== Source passage

Who? Would someone be going home alone tonight, and realizing that
what seem like a bad dream was all too real. That loved one would
never be coming home again. That's a scene I've seen all too often
in hospitals.
On a recent Thursday evening, Sandy and I paid our respects to
the family of a four year old who had lost a long, yes most of her
short life, battle with cancer. Far too young to be cut short of
life.
Just a few Friday evenings earlier my wife and I went to a funeral
home to pay our respects to a friend of ours who had just that week
lost her older brother. A man still in the prime of life, certainly
a lot younger than I am, who had suddenly, and without prior warning
symptoms died. He left in addition to parents and siblings, a wife
and three children.
In 1997 we lost our firstborn son to cancer. He was twenty eight
years old. Though we had prepared ourselves for the possibility
of his losing the battle for the time he had been sick and accepted
the inevitable outcome in his final weeks, there was still no steeling
ourselves from the grief when it happened.
I am acquainted with a man who this last year lost his fifteen
year old son to suicide. The senselessness of the loss, I can hardly
imagine.
We would think that something so natural to human existence, would
be much easier to accept and deal with than it is. The fact is,
it is not, and it's not going to be. Ever. There is going to be
no time when we honestly accept it with any sort of ease. Even as
Christians, and if and when we know that the departed one is truly
in the presence of God, though we are at peace with the knowledge
of their place with God, we're still not going to be joyful about
it. In the whole that is. Sure, we can celebrate their "homecoming"
for after all, a lifetime of sickness and suffering for them is
past and they are finally in the place they've long yearned to be.

====
== Extracted records

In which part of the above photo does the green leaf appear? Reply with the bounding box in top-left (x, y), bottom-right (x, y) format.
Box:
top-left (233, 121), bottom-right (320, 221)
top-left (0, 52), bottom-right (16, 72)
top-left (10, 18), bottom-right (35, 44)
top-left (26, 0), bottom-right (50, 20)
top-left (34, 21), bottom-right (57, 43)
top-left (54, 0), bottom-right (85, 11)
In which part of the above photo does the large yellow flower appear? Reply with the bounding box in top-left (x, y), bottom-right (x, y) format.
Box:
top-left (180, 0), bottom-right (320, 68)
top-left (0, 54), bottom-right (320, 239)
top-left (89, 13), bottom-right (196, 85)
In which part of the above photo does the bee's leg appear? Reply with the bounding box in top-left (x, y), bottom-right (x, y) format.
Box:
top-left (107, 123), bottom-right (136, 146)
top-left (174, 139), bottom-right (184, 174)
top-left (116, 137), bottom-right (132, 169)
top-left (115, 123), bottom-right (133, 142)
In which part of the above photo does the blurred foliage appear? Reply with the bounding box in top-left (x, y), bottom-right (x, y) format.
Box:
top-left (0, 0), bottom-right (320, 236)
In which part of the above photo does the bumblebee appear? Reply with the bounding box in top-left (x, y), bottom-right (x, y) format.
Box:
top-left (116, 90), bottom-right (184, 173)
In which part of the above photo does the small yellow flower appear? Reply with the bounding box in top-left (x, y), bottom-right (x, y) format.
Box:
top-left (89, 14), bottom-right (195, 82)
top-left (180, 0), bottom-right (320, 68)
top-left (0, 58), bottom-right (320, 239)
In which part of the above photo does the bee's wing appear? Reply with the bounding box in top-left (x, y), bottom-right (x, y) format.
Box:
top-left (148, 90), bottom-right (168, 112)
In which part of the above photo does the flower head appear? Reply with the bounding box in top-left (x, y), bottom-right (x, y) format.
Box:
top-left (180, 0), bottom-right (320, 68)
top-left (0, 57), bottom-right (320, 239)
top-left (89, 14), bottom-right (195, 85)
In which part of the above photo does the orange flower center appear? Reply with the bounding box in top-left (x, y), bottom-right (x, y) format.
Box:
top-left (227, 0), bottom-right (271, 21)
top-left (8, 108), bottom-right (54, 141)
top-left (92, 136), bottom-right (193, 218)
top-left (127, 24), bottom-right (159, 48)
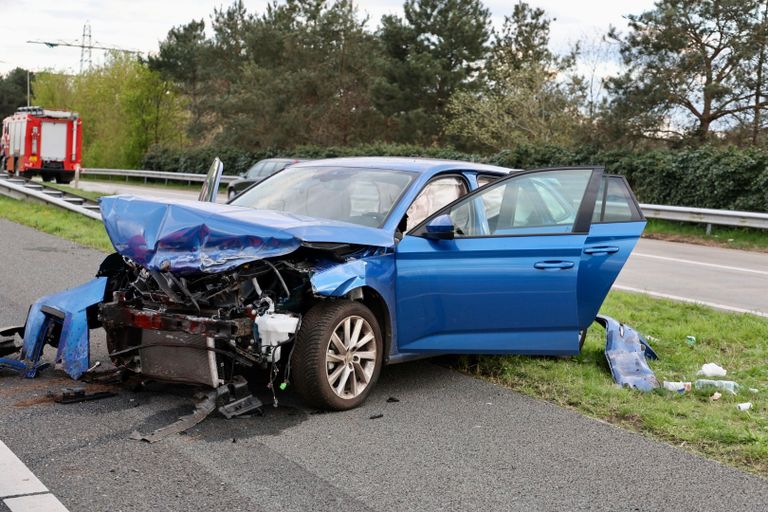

====

_Actions to take:_
A. Answer these questions from the reflection on grief:
(i) How old was the child whose family was visited on a Thursday evening?
(ii) Besides parents and siblings, whom did the friend's older brother leave behind?
(iii) How old was the firstborn son when he died in 1997?
B. Write the next part of the reflection on grief, continuing from its final sentence.

_Answers per task:_
A.
(i) Four years old.
(ii) A wife and three children.
(iii) Twenty-eight years old.

B.
There is still a hole created in our lives.
It is just not natural for us to see death but as a loss to us
the remaining. Neither is it natural for us to prefer our own death
over life. Even though we know what is on the other side, the natural
part of us which God created, prefers to remain here with those
we love for as long as possible. Even the Apostle Paul could not
easily make that choice. He struggled with it and tells us:
| For to me, to
live is Christ and to die is gain. If I am to go on living in
the body, this will mean fruitful labor for me. Yet what shall
I choose? I do not know! I am torn between the two: I desire
to depart and be with Christ, which is better by far; but it
is more necessary for you that I remain in the body.
Phil 1:21-24 NIV |
The hard cold truth is however, we will not be allowed the choice.
At some point in time it will be made for us. At some point in our
life we will, if we have not already, come face to face with the
loss or impending loss of someone very dear to us. Or our own impending
death. It may occur suddenly and without warning, or we may face
it slowly.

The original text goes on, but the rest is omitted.